__The task__.
Copy the stretch of the nuisance party ordinance article from "The law becomes" through "renters’ living conditions.", swapping "fest season" for "spring break".

A nuisance party violation comes with a $150 fine, but is split between the residents of the property in violation. If residents fail to pay a fine within 30 days, they face minor misdemeanor charges.

The ordinance itself contains a litany of violations law enforcement can use as reasoning for shutting a party down.

Those include various alcohol related offenses, noise violations, litter violations and partygoers obstructing traffic on a street or sidewalk, to name a few.

The law becomes really effective during fest season, as well as other major party weekends, as Wiehl said the violations police are looking for then change from typical weekends, when law enforcement targets late-night noise.

Athens City Councilman Kent Butler, D-1st Ward, said the ordinance grew out of concern for both permanent residents and student renters’ living conditions.

“I think a big part of the push to tweak the legislation (was the) safety and quality of life (which) were some of the big underlying factors,” Butler said.

The wide breadth of the law was established “to empower some people in the police department with better enforcement and the opportunity to…deter (parties) if safety and nuisance issues were overwhelmingly out of control,” he said.

Wiehl said that keeping a party violation-free might not be the easiest idea.

“I will tell you that everyone tries in an event to keep things clean,” Wiehl said. “But then when everybody gets good and drunk, nobody cares.”

__Extracted data__.
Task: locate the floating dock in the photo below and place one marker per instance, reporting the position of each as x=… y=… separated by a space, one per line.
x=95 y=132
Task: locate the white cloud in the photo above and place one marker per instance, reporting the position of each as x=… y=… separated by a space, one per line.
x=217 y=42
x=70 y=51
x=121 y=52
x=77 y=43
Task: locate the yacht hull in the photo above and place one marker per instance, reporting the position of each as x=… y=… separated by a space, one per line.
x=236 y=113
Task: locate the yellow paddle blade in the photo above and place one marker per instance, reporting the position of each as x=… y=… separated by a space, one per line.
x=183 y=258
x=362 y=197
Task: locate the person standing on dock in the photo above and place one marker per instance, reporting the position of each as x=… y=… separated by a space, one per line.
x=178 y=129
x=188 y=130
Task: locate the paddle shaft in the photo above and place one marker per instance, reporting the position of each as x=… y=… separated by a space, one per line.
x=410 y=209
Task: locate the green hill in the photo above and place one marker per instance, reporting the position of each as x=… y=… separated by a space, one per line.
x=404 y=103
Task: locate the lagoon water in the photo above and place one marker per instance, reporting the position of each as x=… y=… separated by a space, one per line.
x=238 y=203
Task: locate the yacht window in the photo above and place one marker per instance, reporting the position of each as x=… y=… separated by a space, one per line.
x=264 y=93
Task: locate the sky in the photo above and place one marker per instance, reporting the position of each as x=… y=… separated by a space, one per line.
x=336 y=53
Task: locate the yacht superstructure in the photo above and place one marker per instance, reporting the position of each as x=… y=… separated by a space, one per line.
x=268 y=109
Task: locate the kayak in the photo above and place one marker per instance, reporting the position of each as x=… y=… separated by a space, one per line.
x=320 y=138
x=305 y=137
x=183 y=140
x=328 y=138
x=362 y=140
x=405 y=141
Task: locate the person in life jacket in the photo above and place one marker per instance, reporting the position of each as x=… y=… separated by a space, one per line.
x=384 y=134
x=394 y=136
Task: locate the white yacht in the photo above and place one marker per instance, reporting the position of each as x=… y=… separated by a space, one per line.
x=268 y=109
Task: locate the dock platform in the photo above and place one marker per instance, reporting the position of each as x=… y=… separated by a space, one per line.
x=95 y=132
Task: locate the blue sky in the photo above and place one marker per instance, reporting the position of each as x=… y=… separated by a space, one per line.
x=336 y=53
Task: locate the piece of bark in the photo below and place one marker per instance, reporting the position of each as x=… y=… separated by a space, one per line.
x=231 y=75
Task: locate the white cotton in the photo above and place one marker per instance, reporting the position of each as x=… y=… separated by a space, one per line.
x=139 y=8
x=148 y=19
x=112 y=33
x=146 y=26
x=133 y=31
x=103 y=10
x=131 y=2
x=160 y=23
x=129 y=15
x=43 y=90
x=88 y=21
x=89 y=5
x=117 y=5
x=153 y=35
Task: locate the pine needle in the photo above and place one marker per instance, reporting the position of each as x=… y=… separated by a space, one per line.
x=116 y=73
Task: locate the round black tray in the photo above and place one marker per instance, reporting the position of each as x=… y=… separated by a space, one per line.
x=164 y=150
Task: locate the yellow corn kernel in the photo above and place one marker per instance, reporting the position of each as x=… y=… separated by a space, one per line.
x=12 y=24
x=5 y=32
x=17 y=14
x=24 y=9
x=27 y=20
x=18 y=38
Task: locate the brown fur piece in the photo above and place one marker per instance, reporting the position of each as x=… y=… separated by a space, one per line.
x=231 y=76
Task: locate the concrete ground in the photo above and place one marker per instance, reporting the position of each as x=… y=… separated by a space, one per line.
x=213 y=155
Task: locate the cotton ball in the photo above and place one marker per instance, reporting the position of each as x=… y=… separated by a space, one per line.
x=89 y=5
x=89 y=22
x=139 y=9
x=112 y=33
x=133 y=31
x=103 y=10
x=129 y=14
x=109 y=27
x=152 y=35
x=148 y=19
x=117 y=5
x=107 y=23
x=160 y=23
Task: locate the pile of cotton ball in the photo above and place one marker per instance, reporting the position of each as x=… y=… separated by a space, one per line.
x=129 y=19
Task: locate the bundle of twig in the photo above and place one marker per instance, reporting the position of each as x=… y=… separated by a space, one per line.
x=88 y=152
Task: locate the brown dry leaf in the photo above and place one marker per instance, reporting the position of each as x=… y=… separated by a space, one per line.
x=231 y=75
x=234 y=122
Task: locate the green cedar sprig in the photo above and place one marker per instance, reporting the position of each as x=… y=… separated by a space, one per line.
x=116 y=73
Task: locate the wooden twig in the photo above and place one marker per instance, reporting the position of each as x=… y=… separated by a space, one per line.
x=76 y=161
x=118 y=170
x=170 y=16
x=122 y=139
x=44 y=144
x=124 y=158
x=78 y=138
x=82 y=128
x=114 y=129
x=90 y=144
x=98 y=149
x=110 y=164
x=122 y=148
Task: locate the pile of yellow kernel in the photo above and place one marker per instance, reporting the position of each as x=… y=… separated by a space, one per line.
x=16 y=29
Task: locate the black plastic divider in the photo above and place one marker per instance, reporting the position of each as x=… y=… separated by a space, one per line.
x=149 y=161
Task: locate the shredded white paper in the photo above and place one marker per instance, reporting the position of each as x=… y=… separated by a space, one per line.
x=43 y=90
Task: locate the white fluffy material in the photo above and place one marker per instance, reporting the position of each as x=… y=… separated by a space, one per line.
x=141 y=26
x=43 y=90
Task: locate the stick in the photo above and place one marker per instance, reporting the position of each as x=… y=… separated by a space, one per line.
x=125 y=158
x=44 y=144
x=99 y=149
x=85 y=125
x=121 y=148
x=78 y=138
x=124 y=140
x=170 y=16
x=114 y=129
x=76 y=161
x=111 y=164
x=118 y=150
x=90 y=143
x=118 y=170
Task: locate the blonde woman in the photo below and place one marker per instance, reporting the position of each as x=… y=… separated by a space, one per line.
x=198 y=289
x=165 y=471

...

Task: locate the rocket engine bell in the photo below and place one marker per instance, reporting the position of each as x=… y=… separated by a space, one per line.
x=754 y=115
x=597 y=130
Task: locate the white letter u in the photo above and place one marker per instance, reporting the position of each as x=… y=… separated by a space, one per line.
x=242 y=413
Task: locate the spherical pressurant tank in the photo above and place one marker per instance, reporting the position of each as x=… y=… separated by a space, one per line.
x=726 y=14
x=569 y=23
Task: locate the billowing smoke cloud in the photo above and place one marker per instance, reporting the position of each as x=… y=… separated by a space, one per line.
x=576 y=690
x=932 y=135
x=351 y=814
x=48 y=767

__Result for this exercise__.
The law becomes really effective during spring break, as well as other major party weekends, as Wiehl said the violations police are looking for then change from typical weekends, when law enforcement targets late-night noise.

Athens City Councilman Kent Butler, D-1st Ward, said the ordinance grew out of concern for both permanent residents and student renters’ living conditions.